Stated goal a: According to the text on the NRDC, which company received the NRDC's £620,000 contract?

Text segment:

--

The NRDC became directly involved with computer industry by placing contracts, its first, in 1951, was between Ferranti and Manchester University, with an investment of £400,000. In 1953 Elliott Bros were contracted, later transferred to Ferranti, at a cost of £500,000. This contract resulted in Pegasus. NRDC's next contract (£620,000) went to EMI for its 1100 and 2400 computers. Attempts to catch up with the US also led to the NRDC supporting the ATLAS project, based at Manchester University.
Alongside these activities the Corporation also underwrote the unsucessful attempts of Pye Ltd and Epsylon Ltd, to develop magnetic tape storage devices. In computer applications, it rented an Elliott 401 to Rothamsted Experimental Station; and purchased an Elliott 405 for installation at Siemens Ltd telephone works at Woolwich for production control. In 1959-60 it launched a third initiative in production control, the ARCH project. In 1958, a prototype EMI computer was installed at Austin's Longbridge works as part of Corporation's funding of the EMIDEC 2400 development. It also funded a short study of the possible uses of computers in the shipbuilding industry. Smallscale, but important, attempts were made to establish a British computer community.

--

Provided information:
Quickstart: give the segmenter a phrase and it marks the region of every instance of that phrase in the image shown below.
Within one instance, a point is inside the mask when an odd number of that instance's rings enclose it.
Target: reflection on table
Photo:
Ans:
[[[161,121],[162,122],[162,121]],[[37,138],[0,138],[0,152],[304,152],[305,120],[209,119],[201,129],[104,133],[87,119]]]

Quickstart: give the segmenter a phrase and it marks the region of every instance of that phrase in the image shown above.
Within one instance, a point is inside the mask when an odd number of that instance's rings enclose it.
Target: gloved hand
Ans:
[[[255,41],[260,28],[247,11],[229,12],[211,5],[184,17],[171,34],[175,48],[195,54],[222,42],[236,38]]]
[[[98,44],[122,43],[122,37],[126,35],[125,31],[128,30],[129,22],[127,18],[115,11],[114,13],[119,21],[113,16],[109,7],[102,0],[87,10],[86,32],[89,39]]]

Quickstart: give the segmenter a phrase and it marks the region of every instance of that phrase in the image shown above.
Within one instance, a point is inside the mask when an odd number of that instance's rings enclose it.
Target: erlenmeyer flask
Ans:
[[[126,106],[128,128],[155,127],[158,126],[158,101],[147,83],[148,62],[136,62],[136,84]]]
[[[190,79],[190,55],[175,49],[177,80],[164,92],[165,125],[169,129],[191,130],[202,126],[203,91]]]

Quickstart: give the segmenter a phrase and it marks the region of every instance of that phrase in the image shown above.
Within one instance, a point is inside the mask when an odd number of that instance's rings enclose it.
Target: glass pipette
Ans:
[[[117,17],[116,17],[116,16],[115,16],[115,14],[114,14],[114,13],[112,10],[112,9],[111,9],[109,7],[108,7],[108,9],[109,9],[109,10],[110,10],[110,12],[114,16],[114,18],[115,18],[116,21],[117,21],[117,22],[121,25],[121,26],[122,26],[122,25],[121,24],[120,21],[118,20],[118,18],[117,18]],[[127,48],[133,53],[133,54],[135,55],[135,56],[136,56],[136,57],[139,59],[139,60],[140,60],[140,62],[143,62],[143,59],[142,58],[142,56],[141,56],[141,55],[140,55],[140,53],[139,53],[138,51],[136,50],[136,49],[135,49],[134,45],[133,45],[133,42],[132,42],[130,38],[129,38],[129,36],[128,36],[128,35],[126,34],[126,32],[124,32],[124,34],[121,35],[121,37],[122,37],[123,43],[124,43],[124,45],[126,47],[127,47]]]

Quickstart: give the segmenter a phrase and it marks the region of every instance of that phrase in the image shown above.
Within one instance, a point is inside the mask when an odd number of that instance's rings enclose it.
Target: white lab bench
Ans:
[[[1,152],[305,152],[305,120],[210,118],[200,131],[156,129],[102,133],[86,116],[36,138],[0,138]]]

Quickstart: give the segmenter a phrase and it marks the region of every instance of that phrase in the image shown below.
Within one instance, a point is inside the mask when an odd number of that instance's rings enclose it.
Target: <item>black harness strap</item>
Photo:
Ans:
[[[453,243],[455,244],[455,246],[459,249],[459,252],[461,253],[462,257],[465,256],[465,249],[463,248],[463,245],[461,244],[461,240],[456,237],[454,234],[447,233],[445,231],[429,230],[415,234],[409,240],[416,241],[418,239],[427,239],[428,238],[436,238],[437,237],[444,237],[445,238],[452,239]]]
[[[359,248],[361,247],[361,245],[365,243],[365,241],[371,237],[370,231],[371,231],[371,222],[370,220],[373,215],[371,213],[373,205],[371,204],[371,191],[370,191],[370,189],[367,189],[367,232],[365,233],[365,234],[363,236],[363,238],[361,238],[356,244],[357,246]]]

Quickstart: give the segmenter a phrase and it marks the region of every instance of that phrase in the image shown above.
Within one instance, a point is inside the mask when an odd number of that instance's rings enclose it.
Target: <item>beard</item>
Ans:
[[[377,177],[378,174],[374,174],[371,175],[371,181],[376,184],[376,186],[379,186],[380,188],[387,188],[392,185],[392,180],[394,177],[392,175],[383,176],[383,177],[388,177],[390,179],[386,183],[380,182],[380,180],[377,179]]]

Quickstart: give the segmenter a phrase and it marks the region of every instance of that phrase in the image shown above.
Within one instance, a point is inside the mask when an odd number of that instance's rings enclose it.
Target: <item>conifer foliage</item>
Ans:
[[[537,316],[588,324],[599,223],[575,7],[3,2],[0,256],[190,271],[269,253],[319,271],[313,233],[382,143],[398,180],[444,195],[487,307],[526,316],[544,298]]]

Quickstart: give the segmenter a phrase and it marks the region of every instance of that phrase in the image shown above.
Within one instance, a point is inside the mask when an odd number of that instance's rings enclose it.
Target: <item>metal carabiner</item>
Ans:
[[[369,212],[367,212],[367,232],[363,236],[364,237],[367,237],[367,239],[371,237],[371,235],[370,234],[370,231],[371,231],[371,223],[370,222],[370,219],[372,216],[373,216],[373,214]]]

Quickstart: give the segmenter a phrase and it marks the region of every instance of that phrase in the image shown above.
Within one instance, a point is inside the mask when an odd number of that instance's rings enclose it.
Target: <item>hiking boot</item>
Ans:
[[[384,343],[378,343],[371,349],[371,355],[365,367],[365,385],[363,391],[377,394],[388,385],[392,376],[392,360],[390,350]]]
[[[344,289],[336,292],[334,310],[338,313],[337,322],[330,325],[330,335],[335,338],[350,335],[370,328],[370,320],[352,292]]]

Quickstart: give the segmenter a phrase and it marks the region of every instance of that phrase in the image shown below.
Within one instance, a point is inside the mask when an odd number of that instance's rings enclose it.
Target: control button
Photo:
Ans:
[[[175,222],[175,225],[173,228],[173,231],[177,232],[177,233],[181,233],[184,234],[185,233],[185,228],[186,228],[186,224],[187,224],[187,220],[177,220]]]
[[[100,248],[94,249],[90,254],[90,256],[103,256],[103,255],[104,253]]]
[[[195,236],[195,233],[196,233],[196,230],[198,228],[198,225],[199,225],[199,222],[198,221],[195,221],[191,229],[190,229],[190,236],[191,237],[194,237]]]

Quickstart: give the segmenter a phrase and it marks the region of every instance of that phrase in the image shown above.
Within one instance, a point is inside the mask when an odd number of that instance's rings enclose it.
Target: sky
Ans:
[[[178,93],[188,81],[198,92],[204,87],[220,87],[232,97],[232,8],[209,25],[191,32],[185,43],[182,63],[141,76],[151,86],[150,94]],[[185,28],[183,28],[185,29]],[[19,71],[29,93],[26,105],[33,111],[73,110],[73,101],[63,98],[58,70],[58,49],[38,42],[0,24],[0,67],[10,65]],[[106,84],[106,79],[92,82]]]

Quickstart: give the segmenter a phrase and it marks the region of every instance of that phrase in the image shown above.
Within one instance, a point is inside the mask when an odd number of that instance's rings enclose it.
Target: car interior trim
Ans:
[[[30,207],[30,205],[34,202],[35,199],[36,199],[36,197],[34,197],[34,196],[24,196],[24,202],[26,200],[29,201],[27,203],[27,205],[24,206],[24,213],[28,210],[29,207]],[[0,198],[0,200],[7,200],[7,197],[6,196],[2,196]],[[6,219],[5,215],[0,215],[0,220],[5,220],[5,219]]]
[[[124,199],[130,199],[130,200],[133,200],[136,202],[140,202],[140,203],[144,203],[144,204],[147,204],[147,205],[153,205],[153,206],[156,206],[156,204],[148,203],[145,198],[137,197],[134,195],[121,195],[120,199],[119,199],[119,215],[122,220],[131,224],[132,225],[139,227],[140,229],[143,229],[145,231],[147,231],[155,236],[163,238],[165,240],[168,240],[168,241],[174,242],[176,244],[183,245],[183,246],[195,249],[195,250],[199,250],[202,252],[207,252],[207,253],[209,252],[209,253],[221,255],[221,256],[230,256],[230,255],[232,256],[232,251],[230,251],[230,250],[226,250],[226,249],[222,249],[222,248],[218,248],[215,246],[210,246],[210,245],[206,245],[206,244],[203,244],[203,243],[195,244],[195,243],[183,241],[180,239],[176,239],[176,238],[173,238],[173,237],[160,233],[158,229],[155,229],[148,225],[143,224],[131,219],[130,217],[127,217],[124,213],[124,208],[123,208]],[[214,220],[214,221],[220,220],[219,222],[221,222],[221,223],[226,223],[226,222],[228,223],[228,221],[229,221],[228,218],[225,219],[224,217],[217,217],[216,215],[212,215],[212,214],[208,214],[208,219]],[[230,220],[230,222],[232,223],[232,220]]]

--

Stated goal b: From the rows above, pick out every line that contains the string "item" and copy each one. Case counts.

Problem solution a: EMI received it, for its 1100 and 2400 computers.

Problem solution b:
Target: <item>black harness strap</item>
Target: <item>beard</item>
Target: <item>conifer foliage</item>
Target: <item>metal carabiner</item>
Target: <item>hiking boot</item>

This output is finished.